YOUR OBJECTIVE
Since the copy must hold text only, transcribe the data below exactly and omit the images.

(Records contained in a dataset)
##############################
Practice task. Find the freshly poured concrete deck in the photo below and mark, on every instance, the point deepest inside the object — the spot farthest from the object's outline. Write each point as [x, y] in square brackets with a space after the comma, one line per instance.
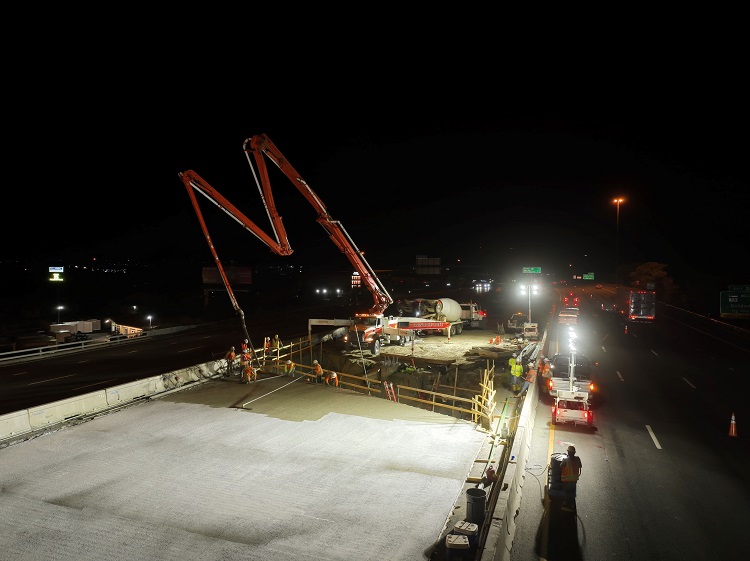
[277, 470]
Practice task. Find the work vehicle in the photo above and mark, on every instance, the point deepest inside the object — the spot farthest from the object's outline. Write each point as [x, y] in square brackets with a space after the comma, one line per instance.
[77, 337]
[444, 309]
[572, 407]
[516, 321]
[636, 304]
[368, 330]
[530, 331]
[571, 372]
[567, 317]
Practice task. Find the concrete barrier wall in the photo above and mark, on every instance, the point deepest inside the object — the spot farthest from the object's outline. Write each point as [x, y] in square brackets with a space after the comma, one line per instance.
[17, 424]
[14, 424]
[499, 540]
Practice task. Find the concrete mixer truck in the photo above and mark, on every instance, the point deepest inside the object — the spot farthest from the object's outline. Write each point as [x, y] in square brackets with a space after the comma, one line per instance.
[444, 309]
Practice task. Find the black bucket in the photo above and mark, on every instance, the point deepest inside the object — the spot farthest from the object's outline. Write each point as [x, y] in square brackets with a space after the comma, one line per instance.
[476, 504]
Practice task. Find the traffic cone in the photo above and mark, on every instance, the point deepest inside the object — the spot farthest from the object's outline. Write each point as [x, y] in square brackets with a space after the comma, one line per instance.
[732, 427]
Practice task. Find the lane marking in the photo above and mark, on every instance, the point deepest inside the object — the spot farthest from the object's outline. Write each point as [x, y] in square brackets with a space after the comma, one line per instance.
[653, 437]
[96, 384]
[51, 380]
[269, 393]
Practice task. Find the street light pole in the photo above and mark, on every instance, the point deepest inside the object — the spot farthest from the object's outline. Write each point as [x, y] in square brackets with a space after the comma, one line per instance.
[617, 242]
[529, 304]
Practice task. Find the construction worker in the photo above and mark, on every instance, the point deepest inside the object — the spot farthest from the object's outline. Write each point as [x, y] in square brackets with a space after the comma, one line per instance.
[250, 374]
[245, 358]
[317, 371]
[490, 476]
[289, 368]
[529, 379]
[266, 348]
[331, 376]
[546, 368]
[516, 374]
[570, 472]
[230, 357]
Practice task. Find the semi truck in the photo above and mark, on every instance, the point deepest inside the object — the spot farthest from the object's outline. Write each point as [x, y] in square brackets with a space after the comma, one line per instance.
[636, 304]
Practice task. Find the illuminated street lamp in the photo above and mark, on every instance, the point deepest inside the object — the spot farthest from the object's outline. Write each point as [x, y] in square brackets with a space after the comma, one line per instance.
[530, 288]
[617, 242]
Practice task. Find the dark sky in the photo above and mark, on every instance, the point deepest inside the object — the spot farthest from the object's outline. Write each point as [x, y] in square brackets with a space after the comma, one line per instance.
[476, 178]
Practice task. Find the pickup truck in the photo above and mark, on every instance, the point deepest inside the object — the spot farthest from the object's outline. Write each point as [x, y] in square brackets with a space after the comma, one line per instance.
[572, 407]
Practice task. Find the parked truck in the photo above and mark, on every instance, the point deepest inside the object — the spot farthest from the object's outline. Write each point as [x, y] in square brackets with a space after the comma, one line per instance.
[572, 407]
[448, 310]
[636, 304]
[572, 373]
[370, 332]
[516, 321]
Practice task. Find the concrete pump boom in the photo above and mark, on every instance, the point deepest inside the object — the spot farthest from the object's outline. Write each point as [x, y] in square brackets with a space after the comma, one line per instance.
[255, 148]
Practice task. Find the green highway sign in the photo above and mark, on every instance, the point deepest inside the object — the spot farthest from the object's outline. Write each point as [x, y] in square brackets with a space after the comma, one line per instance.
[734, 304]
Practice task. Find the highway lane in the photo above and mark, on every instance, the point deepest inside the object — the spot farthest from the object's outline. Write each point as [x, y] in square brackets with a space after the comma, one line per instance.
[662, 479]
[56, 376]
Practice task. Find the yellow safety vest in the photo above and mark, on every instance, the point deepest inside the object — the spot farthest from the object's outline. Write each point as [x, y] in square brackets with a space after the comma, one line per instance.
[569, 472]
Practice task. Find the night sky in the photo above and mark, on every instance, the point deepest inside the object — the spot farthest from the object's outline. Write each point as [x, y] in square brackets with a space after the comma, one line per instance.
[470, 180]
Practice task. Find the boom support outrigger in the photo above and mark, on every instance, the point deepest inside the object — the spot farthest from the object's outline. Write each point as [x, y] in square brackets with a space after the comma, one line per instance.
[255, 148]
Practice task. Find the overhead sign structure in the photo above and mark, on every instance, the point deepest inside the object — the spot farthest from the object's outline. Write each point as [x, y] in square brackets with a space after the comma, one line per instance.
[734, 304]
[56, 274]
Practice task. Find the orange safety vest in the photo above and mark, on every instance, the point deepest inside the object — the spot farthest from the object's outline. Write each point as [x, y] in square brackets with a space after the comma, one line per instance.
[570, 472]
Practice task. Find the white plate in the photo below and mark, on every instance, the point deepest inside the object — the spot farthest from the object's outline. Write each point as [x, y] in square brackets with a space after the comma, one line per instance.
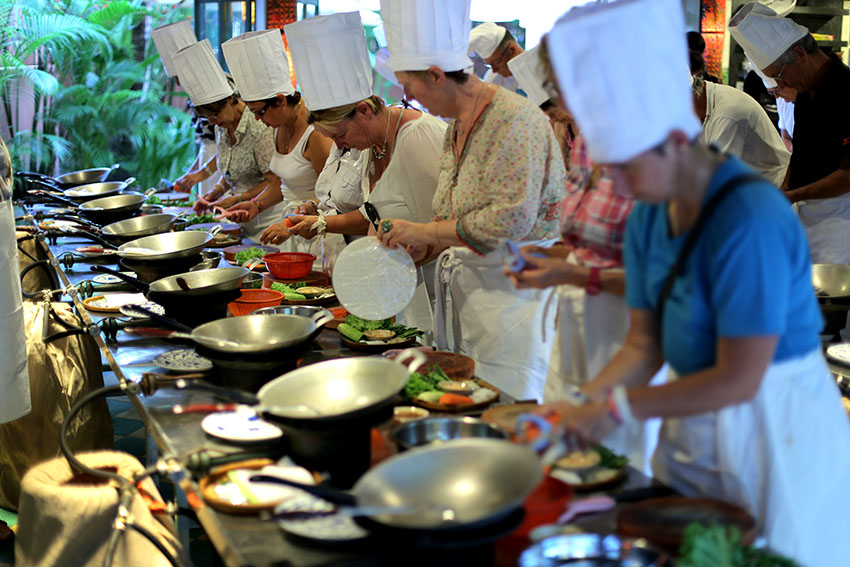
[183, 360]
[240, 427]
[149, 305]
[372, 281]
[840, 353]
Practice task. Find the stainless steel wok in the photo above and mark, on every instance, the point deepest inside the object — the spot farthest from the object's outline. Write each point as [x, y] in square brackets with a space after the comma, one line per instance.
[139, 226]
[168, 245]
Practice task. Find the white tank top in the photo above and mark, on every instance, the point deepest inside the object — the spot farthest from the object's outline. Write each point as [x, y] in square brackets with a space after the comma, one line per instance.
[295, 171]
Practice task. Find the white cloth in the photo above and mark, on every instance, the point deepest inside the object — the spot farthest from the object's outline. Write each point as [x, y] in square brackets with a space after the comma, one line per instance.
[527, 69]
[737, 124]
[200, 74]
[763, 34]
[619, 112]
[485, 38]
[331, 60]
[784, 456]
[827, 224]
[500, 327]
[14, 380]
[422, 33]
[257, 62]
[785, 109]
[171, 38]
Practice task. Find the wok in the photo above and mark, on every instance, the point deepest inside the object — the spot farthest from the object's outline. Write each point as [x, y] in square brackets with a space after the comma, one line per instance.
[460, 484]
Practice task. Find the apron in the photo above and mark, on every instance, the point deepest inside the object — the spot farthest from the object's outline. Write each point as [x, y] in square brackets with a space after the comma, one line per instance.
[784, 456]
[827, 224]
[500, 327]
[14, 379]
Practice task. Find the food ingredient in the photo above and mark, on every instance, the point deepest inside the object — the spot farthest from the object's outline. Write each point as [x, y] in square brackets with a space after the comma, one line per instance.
##############################
TASK SOLUTION
Practice task. Find the freshly poured concrete deck in the photo below and mark, on every instance, the point deepest inside the object — the spot farthest from the object's outline. Write each point as [x, y] in square brackets with a space after the comma, one line per instance.
[277, 470]
Practice task. Find the work vehicle in the photo above and mark, on every instance, the point deepest inside the object — the spot farthest from the object's outline. Write each point as [x, y] in square brackets with a space after the comma, one line per instance.
[77, 337]
[444, 309]
[572, 407]
[516, 321]
[636, 304]
[368, 330]
[530, 331]
[571, 372]
[567, 317]
Practice task. Find the concrete barrier wall in the photo above and mark, on every instance, the point deepest inside the object — the spot farthest from the object's outline. Write each point as [x, y] in square brackets with a space after the comma, one line per instance.
[17, 424]
[14, 424]
[499, 540]
Practice task. Find the concrete mixer truck in the photo above and mark, on every instance, the point deepest inside the object — the spot farthest from the object's outline. Write each point as [x, y] in square brackets with a space after the comma, one line per instance.
[444, 309]
Practice task. Find the black bucket in the photo above and mark, on every instance, the point deepest inside the object — the spot farthest from the object's outline. Write each point as [x, y] in square brackets with a space after the comma, one line per instance.
[476, 504]
Practice task. Find the traffic cone in the photo above and mark, on every instance, the point deepest inside the object — the spot farthest from the object's outline. Write each point as [x, y] in square brackets with a space after the comma, one line per instance.
[732, 427]
Practice task. Find the lane marking in the photo above and mark, on every instance, the point deepest inside the object — the spot farthest from the object's outline. Write each point as [x, y] in square brackets with a space after the comma, one line per instance.
[653, 437]
[96, 384]
[51, 380]
[269, 393]
Practice task. Find the street light pole in the photo above and mark, on every instance, the point deepest inside the object — the spot farthest from the object's outline. Write each point as [x, y] in square brackets with a space after the comma, one line per instance.
[617, 242]
[529, 304]
Practice task. Find the construction worker in the photo above and mark, on every instance, the point deepest inside the object — the spot farthest from the object's outline. Write each point as [x, y] in square brackets with a space after the comma, one line per instance.
[250, 374]
[245, 358]
[317, 371]
[490, 476]
[289, 368]
[529, 379]
[266, 348]
[331, 376]
[546, 368]
[516, 374]
[570, 472]
[230, 357]
Practice task. Find the semi truck in the photo above and mark, on every instance, the point deepest inside the object — the spot farthest from the object's outline. Write each point as [x, y] in square brackets with a space after the comma, one line per instance.
[636, 304]
Practice task. Find the illuminated street lamp in the photo above and mark, on every instance, the point deepest inside the object — the spot farthest from the object's outline. Write each point as [x, y] in square brackets with a space after the comma, one line per instance.
[530, 288]
[617, 242]
Practice task. Find the dark sky in the photo above and mark, on every instance, the point deepest inside the object — the spot farthest from the object's outline. Write each point as [x, y] in square brackets with a space after the comma, one line per instance.
[476, 178]
Practice task. Find the pickup truck in the photo above and mark, on every instance, the point deepest inside the object — the spot farthest from the object's outline. Write each point as [x, y] in square brackets with a space after the comma, one line per instance.
[572, 407]
Practice task. Find the parked truck in the photo above and mark, on every instance, the point deepest inside the object — the spot farthest from the object's outline. Write each point as [x, y] in square brackets with a space after the comma, one line per instance.
[572, 407]
[448, 310]
[636, 304]
[572, 373]
[370, 332]
[516, 321]
Practice task. Find the concrete pump boom in the photo above and mark, on every instance, the point deepest inside the object — the spot farthest from the object's outline. Write each point as [x, y] in square brackets with a space after the comma, one line per instance.
[255, 148]
Practice task. Find the green highway sign in the photo above and mark, on every instance, the point deepest inside the object — the spot farthest from the object's outline. Write each point as [x, y] in square brackets with a space after the comma, one line per instance.
[734, 304]
Practice task. Find the highway lane in the photo above and mark, on every instance, the point deepest inside the object — the spot farthest from the object's outline. Write each point as [x, y] in square brackets with a space after the comma, one line per instance.
[662, 479]
[56, 376]
Practice task. Find the yellow safety vest in the photo above and mark, on every instance, the point deepest inside the object — the spot farthest from the object's outline. Write each point as [x, y] in square brackets with a space after the comma, one line per instance.
[569, 472]
Practice task. Find the night sky in the photo above and mark, on every instance, the point deepest inside the object — the spot farthest from the object's outline. Write each point as [x, y] in square brackets with a space after the comma, one line per instance.
[470, 180]
Practice task. Find the boom support outrigger in the photo above and mark, on every instance, the point deepest inside the object — the spot farthest from the object's outline. Write each point as [x, y] in square brackets with a space after the comma, one line per instance.
[255, 148]
Practice task. Find the overhead sign structure in the photo above and mark, on every instance, the point deepest inside the object — the spot farthest from the object's outline. Write each point as [x, y] in square brackets with a space after the comma, one line per instance.
[734, 304]
[56, 274]
Practice task. Find the orange safety vest in the photo above and mark, on every instance, the point deepest inside the object — the spot farthest from the object's outline. Write each point as [x, y] in square brackets with a space after the comma, one line per instance.
[570, 472]
Practice task. Find the white plate in the photo below and mark, on every instance, the point deepest inside the object — the spot farthest from the object's outline. Write each point as [x, y] in square brackets with a space after the comma, one line per instance.
[183, 360]
[240, 427]
[149, 305]
[372, 281]
[840, 353]
Practice task. Find the stainless steel wok in the photo above and mark, on every instance, the point deepest inside the object — the spot farthest from the object's outline. Write each point as [x, y] in square brackets with a space after the comma, one line per instance.
[139, 226]
[168, 245]
Practice task. Find the white tank top in the photo above and mark, on every instance, the point deepest inside the object — the spot farthest from the object's outline. Write each point as [x, y] in square brackets with a space after the comma, one line per instance.
[295, 171]
Practice task. Find the white cloth in the photo above and mark, on every instance, the point deepest inside the object — the spot farthest from the object's outline. Write each point as [x, y] in square brackets with a space after the comma, one line per instance.
[527, 69]
[737, 124]
[200, 74]
[763, 34]
[619, 112]
[485, 38]
[331, 60]
[784, 456]
[827, 224]
[500, 327]
[14, 380]
[422, 33]
[257, 62]
[785, 109]
[171, 38]
Practice task. Find the wok in the photo above and mark, on every instance, the point deepest inside the object — the spot farthest from the object's outline. Write each point as [x, y] in square brackets with a space after the comma, one line per instance.
[460, 484]
Practice task. Find the apron in the photo above and mark, on every instance, the point deepest inside the object — the spot farthest from the object's outline. Write each point as [x, y] in square brackets with a space after the comma, one line per instance.
[784, 456]
[827, 224]
[500, 327]
[14, 379]
Practice task. Find the food ingredient in the photo above and mark, on every instance, the point deepest inside the object — the spot farthest from the object's outline. Write each point as [x, y] in square brackets with a space after the comma, one line per instance.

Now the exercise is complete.